§ **TEXTO DADO**:
◇ ◇ ◇ ◇

Hoy se memoriza más que
los datos, los medios que los acogen y así se confía su permanencia y uso a las
diferentes tecnologías de almacenaje. A partir de ello, nace el culto al depósito:
libros, CD, laptops…terminan evidenciando nuestra identidad protética, esa
dependencia aguda de las extensiones artificiales de nuestra memoria.
En cambio, la percepción
del mundo en el analfabeto es directa, accede y construye su conocimiento al
margen de formas artificiales de registro. La vista, el oído mantienen un comercio
espontáneo -y esforzado- con personas y sucesos. Su percepción discurre por un
mundo vivo, su legibilidad es otra y en ella caben los sentidos con peso
gravitante, se ve lo que se ve, se huele lo que se huele, y a menudo se tocan
las cosas y los seres para mejor conocerlos. También para conocerlos y
trascenderlos.
No son el libro, ni la
pantalla -esos grandes mediadores históricos y doctrinales- quienes prioritariamente
le proporcionan los contenidos y contornos de la realidad, no mira ni comprende
el mundo a través de la ventana gutembergiana, ni privilegia sólo la percepción
visual-abstracta, en su caso, más bien todos los sentidos se confluyen para
asir esa complejidad perceptiva que nos rodea, para recuperar el mundo en su
multidimensional certidumbre.
Su memoria, a escala
humana, alberga lo necesario y posible. Dotada de una sinergia propia construye
el mundo con los medios que le proporciona su propia tensión corporal. Esta, se
ve compelida a priorizar lo más importante y a desarrollar una trama que la une
inextricablemente a la existencia inmediata, sin dejar de conectarla a esa
memoria larga que, a su vez, la torna parte de una colectividad y una cultura.

◇ ◇ ◇ ◇

§ **TAREA ASIGNADA 1**: ¿Qué objetos nombra el texto sobre la memoria y el analfabeto como ejemplos del culto al depósito?
§ **TAREA ASIGNADA 2**: Transcribe del texto sobre la memoria y el analfabeto el fragmento que empieza con las palabras que contienen "No son el libro, ni" y termina con "y una cultura.".

§ **REGISTROS PROPORCIONADOS**:
◇ ◇ ◇ ◇

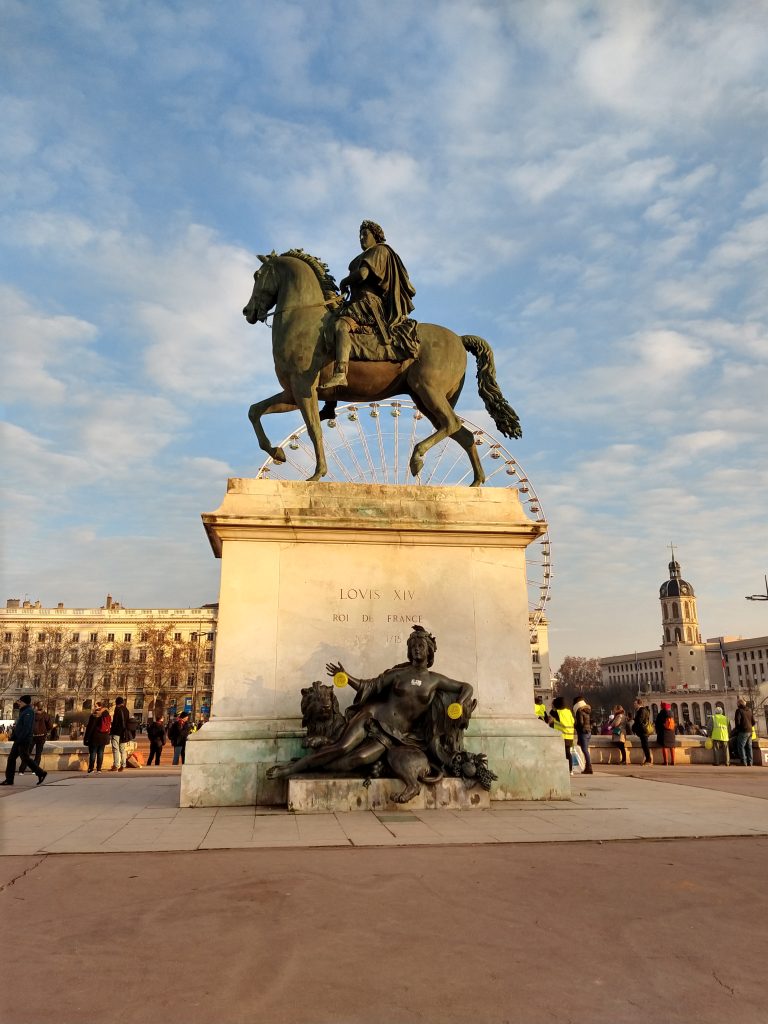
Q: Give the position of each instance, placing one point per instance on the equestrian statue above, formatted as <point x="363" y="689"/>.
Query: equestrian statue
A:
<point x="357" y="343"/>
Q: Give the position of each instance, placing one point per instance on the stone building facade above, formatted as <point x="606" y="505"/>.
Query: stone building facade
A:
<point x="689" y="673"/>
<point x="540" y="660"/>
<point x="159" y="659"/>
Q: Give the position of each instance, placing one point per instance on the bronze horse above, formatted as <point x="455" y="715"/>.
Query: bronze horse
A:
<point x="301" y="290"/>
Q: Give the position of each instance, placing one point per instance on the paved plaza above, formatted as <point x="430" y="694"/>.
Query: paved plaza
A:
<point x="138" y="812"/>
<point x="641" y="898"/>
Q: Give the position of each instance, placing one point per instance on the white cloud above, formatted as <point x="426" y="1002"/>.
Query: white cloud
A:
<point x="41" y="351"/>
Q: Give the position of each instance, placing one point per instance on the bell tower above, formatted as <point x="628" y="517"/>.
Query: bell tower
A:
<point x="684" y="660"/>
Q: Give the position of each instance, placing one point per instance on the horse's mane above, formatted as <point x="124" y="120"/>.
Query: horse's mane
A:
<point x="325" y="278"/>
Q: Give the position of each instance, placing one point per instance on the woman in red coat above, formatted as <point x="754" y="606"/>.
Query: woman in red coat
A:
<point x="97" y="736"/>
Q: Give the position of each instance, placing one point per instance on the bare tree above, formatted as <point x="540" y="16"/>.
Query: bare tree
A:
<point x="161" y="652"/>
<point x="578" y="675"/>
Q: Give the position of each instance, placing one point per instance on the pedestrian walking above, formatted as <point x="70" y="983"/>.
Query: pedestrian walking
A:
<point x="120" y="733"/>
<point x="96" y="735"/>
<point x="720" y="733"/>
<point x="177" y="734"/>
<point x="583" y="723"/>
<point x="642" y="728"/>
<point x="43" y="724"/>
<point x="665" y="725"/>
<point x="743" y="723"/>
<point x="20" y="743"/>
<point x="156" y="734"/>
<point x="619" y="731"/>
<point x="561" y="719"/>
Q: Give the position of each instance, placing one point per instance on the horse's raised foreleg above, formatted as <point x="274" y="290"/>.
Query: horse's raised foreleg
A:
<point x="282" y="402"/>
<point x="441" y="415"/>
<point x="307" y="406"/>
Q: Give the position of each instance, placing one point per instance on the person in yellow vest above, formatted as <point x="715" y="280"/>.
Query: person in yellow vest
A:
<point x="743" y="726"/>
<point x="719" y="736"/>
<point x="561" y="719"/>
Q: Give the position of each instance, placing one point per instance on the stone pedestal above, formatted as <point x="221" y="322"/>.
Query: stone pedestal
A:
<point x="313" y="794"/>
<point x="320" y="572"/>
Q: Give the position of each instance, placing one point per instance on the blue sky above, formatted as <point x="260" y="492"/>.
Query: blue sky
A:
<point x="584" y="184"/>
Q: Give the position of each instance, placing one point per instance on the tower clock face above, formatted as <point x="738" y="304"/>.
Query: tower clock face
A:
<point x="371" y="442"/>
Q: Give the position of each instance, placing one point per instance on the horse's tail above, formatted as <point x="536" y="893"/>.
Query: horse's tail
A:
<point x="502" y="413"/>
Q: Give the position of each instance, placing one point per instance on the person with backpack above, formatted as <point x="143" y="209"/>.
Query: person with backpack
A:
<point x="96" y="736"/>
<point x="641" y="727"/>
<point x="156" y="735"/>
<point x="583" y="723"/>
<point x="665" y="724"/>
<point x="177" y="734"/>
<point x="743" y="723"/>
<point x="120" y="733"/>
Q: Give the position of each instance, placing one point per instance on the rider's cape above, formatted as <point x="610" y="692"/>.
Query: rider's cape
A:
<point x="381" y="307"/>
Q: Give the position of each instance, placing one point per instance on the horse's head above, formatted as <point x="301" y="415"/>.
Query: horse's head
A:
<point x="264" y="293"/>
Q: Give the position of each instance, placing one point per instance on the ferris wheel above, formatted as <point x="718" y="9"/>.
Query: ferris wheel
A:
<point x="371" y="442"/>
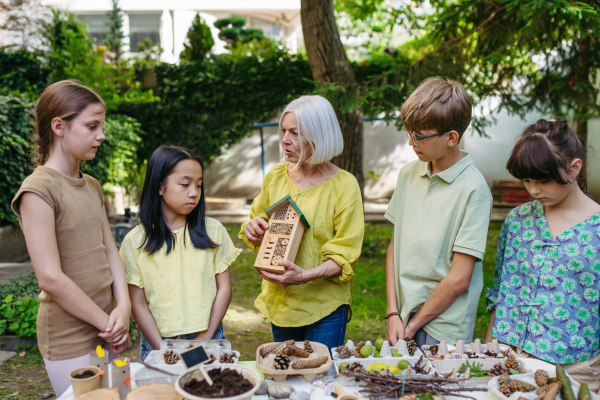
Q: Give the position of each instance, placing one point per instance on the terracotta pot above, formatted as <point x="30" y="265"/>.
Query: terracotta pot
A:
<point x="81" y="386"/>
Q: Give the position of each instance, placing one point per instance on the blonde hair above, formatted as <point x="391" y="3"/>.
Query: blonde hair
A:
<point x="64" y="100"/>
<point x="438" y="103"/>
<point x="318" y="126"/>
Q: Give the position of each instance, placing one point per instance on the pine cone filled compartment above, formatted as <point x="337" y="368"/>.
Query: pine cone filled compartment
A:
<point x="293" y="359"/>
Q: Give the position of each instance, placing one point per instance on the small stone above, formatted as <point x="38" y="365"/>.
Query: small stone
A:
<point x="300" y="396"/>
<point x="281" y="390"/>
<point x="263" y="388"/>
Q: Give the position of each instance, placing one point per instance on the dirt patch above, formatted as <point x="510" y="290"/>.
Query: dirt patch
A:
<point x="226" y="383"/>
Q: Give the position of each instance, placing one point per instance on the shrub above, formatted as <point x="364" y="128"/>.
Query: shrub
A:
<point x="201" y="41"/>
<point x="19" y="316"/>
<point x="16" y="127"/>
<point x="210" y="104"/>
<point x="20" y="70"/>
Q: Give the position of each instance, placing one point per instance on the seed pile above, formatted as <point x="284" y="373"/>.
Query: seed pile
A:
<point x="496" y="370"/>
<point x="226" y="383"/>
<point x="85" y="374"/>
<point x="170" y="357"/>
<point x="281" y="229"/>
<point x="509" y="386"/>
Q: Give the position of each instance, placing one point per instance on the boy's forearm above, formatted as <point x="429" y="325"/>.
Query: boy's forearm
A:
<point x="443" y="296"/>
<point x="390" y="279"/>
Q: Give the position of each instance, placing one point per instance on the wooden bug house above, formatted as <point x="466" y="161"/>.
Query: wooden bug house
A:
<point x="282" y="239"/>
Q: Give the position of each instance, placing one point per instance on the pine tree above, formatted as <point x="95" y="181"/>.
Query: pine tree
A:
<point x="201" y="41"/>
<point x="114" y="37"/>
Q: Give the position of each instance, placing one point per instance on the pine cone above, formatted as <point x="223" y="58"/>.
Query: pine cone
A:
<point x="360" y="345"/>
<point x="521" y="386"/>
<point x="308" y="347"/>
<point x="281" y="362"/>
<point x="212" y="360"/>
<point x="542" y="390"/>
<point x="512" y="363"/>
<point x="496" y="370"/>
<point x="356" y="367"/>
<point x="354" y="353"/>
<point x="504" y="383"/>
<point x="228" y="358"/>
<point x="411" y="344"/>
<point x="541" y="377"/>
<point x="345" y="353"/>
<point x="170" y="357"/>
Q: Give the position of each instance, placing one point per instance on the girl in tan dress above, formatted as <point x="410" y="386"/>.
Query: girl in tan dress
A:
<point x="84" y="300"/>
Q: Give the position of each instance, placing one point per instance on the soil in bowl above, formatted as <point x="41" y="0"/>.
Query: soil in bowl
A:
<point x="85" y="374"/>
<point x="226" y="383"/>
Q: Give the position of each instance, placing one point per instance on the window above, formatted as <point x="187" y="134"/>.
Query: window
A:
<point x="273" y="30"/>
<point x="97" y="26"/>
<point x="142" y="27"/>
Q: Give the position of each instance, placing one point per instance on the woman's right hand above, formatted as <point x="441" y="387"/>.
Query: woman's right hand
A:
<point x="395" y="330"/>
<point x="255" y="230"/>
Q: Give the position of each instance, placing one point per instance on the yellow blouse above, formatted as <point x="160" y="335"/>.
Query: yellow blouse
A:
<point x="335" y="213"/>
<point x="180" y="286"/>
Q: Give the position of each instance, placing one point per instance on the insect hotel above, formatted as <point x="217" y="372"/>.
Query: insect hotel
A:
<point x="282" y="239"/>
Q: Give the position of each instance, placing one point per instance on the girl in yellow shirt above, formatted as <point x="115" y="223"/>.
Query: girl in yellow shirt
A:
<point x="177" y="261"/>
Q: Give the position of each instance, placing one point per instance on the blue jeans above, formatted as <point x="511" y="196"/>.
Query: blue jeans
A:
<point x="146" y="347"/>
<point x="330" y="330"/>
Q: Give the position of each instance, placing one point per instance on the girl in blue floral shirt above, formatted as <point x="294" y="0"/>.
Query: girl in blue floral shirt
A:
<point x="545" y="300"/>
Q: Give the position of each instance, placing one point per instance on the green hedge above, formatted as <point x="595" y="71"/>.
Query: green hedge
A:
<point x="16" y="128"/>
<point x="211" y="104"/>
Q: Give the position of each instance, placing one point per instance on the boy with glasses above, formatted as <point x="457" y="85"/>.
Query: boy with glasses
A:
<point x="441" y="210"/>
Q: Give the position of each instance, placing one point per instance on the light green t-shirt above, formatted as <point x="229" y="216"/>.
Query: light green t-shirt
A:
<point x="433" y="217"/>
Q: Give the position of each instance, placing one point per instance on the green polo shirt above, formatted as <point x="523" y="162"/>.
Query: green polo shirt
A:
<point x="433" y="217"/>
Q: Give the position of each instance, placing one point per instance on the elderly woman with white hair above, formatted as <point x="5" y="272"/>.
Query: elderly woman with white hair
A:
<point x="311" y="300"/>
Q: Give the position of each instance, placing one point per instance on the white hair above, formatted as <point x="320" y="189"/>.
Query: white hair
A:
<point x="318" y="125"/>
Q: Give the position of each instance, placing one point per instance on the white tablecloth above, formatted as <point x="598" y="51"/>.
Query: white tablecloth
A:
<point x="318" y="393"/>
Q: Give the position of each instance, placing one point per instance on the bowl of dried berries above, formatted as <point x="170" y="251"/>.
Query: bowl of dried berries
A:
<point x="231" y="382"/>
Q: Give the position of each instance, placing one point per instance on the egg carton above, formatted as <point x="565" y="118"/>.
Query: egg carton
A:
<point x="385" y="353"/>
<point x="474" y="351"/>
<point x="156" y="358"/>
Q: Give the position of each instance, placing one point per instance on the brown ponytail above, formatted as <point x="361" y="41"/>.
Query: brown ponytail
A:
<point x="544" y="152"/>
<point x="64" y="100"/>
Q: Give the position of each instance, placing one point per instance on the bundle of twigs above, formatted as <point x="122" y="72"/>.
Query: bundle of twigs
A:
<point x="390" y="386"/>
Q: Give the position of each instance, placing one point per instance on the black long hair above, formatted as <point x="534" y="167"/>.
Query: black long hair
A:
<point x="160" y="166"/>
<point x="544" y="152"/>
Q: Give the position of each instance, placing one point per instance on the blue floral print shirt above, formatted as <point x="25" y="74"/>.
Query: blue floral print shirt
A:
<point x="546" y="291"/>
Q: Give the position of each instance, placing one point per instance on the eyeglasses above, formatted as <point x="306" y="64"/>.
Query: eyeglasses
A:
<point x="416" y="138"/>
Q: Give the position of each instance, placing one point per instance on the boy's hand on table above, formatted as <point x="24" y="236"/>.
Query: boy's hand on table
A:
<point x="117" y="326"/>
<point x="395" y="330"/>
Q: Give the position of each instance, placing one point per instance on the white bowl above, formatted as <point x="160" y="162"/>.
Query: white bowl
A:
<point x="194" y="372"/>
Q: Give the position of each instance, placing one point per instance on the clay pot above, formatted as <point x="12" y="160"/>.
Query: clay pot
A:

◇ ◇ ◇ ◇

§ **TU SOLUCIÓN 1**: libros, CD, laptops

§ **TU SOLUCIÓN 2**:
No son el libro, ni la
pantalla -esos grandes mediadores históricos y doctrinales- quienes prioritariamente
le proporcionan los contenidos y contornos de la realidad, no mira ni comprende
el mundo a través de la ventana gutembergiana, ni privilegia sólo la percepción
visual-abstracta, en su caso, más bien todos los sentidos se confluyen para
asir esa complejidad perceptiva que nos rodea, para recuperar el mundo en su
multidimensional certidumbre.
Su memoria, a escala
humana, alberga lo necesario y posible. Dotada de una sinergia propia construye
el mundo con los medios que le proporciona su propia tensión corporal. Esta, se
ve compelida a priorizar lo más importante y a desarrollar una trama que la une
inextricablemente a la existencia inmediata, sin dejar de conectarla a esa
memoria larga que, a su vez, la torna parte de una colectividad y una cultura.